* [To do]:
With nothing added or dropped, output every record below exactly.

Start of Data supplied

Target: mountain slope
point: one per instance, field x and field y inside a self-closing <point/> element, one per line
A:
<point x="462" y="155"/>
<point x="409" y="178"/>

End of Data supplied

* [Output]:
Target: mountain slope
point: one per instance, field x and field y inside a self-closing <point/> element, one per line
A:
<point x="462" y="155"/>
<point x="409" y="178"/>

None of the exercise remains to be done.